Segment Start: Extracted records

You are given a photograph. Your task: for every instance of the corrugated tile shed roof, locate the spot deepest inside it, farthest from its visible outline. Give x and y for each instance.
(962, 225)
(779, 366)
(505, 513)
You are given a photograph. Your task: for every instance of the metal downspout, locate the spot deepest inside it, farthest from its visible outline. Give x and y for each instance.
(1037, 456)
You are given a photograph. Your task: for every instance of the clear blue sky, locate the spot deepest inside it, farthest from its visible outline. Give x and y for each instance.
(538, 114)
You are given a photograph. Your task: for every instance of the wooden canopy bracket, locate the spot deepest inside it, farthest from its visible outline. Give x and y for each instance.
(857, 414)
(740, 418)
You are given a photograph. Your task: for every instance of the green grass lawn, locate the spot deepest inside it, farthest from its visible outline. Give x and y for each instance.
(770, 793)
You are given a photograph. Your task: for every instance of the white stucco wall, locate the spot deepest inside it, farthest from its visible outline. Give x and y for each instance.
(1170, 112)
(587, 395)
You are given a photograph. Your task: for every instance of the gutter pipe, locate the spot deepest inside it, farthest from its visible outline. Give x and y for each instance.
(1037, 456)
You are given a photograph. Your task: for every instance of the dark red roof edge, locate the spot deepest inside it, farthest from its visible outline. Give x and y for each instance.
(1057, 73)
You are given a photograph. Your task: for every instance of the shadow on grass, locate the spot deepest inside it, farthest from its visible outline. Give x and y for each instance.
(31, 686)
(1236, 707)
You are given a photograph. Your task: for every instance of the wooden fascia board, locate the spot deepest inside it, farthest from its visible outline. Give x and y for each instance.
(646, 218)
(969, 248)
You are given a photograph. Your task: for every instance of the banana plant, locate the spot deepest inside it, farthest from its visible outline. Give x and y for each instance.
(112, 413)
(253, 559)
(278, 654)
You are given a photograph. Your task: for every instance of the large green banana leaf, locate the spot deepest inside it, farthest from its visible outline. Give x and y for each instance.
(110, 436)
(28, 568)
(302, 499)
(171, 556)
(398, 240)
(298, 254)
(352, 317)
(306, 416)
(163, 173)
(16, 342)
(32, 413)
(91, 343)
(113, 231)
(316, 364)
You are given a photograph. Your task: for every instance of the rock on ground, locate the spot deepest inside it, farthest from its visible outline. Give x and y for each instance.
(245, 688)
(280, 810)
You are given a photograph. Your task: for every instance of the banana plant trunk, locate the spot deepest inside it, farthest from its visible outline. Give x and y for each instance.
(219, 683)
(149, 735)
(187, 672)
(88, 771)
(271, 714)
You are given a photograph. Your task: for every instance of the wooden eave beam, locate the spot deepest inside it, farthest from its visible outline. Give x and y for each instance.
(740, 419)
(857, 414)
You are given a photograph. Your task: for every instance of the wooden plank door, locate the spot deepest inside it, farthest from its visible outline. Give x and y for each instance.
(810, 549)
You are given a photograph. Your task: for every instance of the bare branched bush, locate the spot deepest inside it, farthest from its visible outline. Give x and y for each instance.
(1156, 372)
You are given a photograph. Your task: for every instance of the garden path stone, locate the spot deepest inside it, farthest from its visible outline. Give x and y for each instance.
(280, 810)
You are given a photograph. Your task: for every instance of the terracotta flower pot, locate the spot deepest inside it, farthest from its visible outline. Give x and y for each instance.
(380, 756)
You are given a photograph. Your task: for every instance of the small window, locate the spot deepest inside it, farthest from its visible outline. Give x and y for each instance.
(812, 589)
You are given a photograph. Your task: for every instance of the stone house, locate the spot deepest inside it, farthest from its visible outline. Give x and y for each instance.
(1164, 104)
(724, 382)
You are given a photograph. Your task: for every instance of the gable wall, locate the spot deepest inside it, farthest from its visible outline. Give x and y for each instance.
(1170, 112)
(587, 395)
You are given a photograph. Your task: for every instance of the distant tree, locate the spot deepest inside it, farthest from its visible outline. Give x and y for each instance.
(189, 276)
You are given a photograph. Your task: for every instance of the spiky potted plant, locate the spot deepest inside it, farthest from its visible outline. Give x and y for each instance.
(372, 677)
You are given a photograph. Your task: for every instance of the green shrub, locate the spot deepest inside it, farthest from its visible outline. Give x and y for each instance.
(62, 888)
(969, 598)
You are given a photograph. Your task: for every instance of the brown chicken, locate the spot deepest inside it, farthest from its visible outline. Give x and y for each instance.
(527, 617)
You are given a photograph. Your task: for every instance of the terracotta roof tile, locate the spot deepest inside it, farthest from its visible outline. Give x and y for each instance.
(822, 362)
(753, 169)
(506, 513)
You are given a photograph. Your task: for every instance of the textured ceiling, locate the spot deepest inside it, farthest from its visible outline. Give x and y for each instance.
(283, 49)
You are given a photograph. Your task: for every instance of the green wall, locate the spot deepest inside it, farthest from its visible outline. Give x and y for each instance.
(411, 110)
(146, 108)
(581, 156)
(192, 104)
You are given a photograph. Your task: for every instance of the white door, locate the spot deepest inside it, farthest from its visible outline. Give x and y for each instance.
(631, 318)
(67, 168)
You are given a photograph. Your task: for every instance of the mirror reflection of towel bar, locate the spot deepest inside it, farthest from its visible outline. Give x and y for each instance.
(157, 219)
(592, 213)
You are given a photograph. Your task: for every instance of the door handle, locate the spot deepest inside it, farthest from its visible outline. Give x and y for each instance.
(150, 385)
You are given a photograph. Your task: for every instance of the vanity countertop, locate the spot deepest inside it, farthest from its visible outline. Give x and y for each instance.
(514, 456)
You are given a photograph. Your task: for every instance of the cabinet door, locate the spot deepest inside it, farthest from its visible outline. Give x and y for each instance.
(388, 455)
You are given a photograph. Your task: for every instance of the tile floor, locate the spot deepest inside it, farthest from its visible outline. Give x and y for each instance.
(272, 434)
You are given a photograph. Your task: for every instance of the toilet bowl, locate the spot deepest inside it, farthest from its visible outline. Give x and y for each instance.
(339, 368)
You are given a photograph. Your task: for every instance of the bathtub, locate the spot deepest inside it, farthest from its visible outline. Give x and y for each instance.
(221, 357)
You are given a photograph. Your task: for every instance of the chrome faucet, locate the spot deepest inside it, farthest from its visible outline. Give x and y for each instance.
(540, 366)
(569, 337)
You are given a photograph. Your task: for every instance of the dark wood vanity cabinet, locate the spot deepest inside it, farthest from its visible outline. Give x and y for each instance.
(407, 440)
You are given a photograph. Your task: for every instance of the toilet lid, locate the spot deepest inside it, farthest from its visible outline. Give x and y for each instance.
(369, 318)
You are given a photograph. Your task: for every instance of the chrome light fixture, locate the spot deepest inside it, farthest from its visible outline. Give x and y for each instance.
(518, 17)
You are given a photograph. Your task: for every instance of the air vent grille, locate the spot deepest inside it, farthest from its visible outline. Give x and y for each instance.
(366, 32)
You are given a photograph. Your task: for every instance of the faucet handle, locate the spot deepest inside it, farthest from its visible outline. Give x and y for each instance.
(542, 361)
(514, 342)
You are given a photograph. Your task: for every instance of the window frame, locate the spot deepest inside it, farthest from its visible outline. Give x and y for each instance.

Segment End: Extracted records

| Exercise instructions |
Each line in the records above must be returned exactly as it stands.

| Answer to this exercise |
You are given a photograph. Your task: for every instance of the corrugated tile shed roof, locate the spot deepest inside it, farthest from its visible outline. Give x and y for each instance.
(962, 225)
(779, 366)
(505, 513)
You are given a photograph. Your task: for every instance of the metal downspout, locate the spot deepest inside it, farthest from its visible outline. Give x and y for each instance.
(1037, 456)
You are given a photograph. Your task: for every instance of the clear blue sky, locate the spot deepest inside it, farthest from its visible outline. Give x and y for each instance.
(538, 114)
You are given a photograph. Your task: for every instance of the wooden canopy bracket, locate the spot deepest inside it, farthest from its visible outline. Give x and y for each instance.
(857, 414)
(740, 418)
You are given a photograph. Your task: for every instance of the green grass lawn, locate the spot deepest inside it, farthest from its visible outline. Give x and y for each instance.
(770, 793)
You are given a photograph. Your task: for every instance of the white stucco wall, locate the spot deepest inside it, farthest from its visible outline. Give x and y for each instance.
(1170, 112)
(587, 395)
You are given a photograph. Your task: for every instance of the gutter pipe, locate the spot deepest inside it, farthest from its visible outline. Give x and y for each instance.
(1037, 456)
You are given a photograph. Your task: for every instance of the dark red roof edge, locate the spot deepest inside it, farthest from its visible outline. Give x and y for each instance.
(1057, 73)
You are given a photograph. Your task: for every instance of the shadow on grass, locate the spot deepest inside it, farthest from its visible outline. Give x and y for each instance.
(31, 686)
(1236, 707)
You are given a photograph. Your task: for every instance of the wooden fascia board, locate the spot deepest inside it, farthest from its visible outline. Give x and y for each instance.
(646, 218)
(969, 248)
You are given a photograph. Your task: for every instance of the banana plant, locate the spot deepest inside it, farthest from its visible outline. Give x and y for each instance.
(112, 413)
(253, 559)
(278, 654)
You are given a photograph. Your task: for every instance of the large green banana leaf, locate the spot deepest inside it, farthest from its visible outline. Give x and y for each instance.
(110, 436)
(28, 568)
(302, 499)
(171, 556)
(398, 240)
(298, 254)
(352, 317)
(306, 416)
(163, 173)
(16, 342)
(32, 413)
(91, 343)
(113, 231)
(316, 364)
You are given a photograph. Your task: for every instance of the rock on ground, locate the spot deepest inside it, farthest from its visible outline. Give x and y for each instance.
(245, 688)
(280, 810)
You are given a photograph. Your task: for every instance of the banana plant trunk, locate the spot deepest inside it, farthest from its visible outline. Give x and y for each instance.
(219, 683)
(149, 735)
(187, 672)
(88, 771)
(271, 714)
You are given a photograph. Your task: for every instance of the wooden eave beam, locate the spot deepest inside it, farthest from its visible outline. Give x and y for each instance.
(740, 419)
(857, 414)
You are given a photograph. Your task: for every instance of the wooden plank door, locate the spot deepest inside it, farthest from its visible outline. Give x and y for each instance.
(810, 549)
You are given a photograph. Your task: for every instance of the bare branched bush, locate the spot deepest inside it, farthest from its visible outline. Give x and y for each instance.
(1156, 372)
You are given a photograph. Your task: for every instance of the garden path stone, locate the spot deepest inside it, farthest from its visible outline. Give x and y for each instance.
(280, 810)
You are given a photograph. Your task: for every instance of the terracotta flower pot, locate the spot deepest inside it, farthest from its visible outline. Give x and y for each instance.
(380, 756)
You are given a photograph. Your task: for every instance of the small window, locate the spot deepest inside it, farthest from its visible outline. Give x and y for each instance.
(812, 589)
You are given a photograph. Your task: for every instance of the stone house, locate the spot deepest inside it, farthest from its visible outline. Give x and y for each instance.
(1164, 104)
(724, 382)
You are given a photograph. Your task: for every instance of the gable wall, locate the spot deepest inside it, farthest from its visible outline. Give x and y for each instance.
(1170, 112)
(587, 395)
You are given a photograph. Your task: for every instance of the distant tree, locate the spot deepest inside it, farthest from its visible outline. Give x and y for each instance.
(189, 276)
You are given a photograph. Your task: for every instance of the spiky potted plant, locate the spot deepest inside it, farthest from its visible outline. Give x and y for each instance.
(372, 677)
You are given a photograph. Your task: for every instance of the green shrub, locate the spot deepest inside it, farthest from its visible outline. Give x and y for each instance.
(62, 888)
(969, 598)
You are given a photograph. Your task: for every instance of the brown chicken, locate the spot deepest inside it, farthest from its visible outline. Give x and y for each instance.
(527, 617)
You are given a photograph. Your task: for every instance of the terracotta roof tile, locate the spot deepest inside it, farthest from its visible outline. Give x and y for each instance.
(822, 362)
(753, 169)
(506, 513)
You are given a photograph. Your task: for every instance of the textured ceiling, locate the spot deepest inside it, farthest from its visible outline. Give x and y for each instance.
(283, 49)
You are given a photograph. Your task: for every instance of the green wall, locate the spot deepest inside it, farthest from its visible outline. Give x and y for each instance.
(411, 110)
(146, 108)
(581, 156)
(192, 104)
You are given a photograph. Your task: for every instance of the white door, locate the spot deepest inside it, farthest from its visible outline. Give x and y for each instance.
(631, 318)
(67, 168)
You are given a photograph. Your task: for every instance of the mirror reflection of towel bar, locate the spot deepest inside it, farthest from its visible outline. Give x and y for each instance.
(157, 219)
(592, 213)
You are given a photograph. Your task: for every instance of the door handle, locate the spot deepest inside it, farthest from its visible outline. Give x and y for each instance.
(150, 385)
You are given a photograph. Your task: for every instance of the vanity countertop, locate the spot deepest inside it, farthest from its visible outline. Give x and y for each instance.
(514, 456)
You are given a photograph. Your task: for every instance of the cabinet door, locate the spot deepest inside it, farthest from its visible outline. Give x and y for each instance.
(388, 455)
You are given a photograph. Your task: for every instance of the tile floor, locate the spot deepest inside it, farthest from its visible outline. Give x and y for each instance.
(272, 434)
You are given a photograph. Your task: for every instance of the toilet bowl, locate the spot deepest inside it, farthest from its visible outline. Give x and y for each instance.
(339, 368)
You are given a photograph. Your task: for every instance of the bathtub, locate the spot deepest inside it, farthest from its visible outline. Give x and y for each instance.
(221, 357)
You are given a photograph. Your task: for every instance of the chrome faucet, locate the spot deepest inside it, farthest from its visible outline. Give x and y for each instance.
(540, 366)
(569, 337)
You are given a photograph. Your task: for every instance of the dark wood vanity cabinet, locate the spot deepest inside it, farthest from its visible outline. Give x and y for each instance.
(407, 440)
You are given a photograph. Your task: for every instance of the toilet lid, locate the spot deepest inside it, farthest from its visible outline. Give x and y for each instance.
(369, 318)
You are given a photograph. Your task: for every instance of the chrome light fixture, locate the spot deepest inside it, farthest from its visible outline. Give x and y for each instance.
(518, 17)
You are given a photograph. Your task: for every instance of the air vent grille, locate the spot deepest inside it, farthest from its visible outline. Give x and y for each instance.
(366, 32)
You are given a photograph. Your task: for every instance of the faucet handle, locate the spot deepest inside it, farthest from its visible outline. Give x and y for each instance.
(542, 361)
(514, 342)
You are given a photograph. Your task: for every instance of the window frame, locate the spot deepest inside it, farthest from its visible outline. Give x and y for each instance.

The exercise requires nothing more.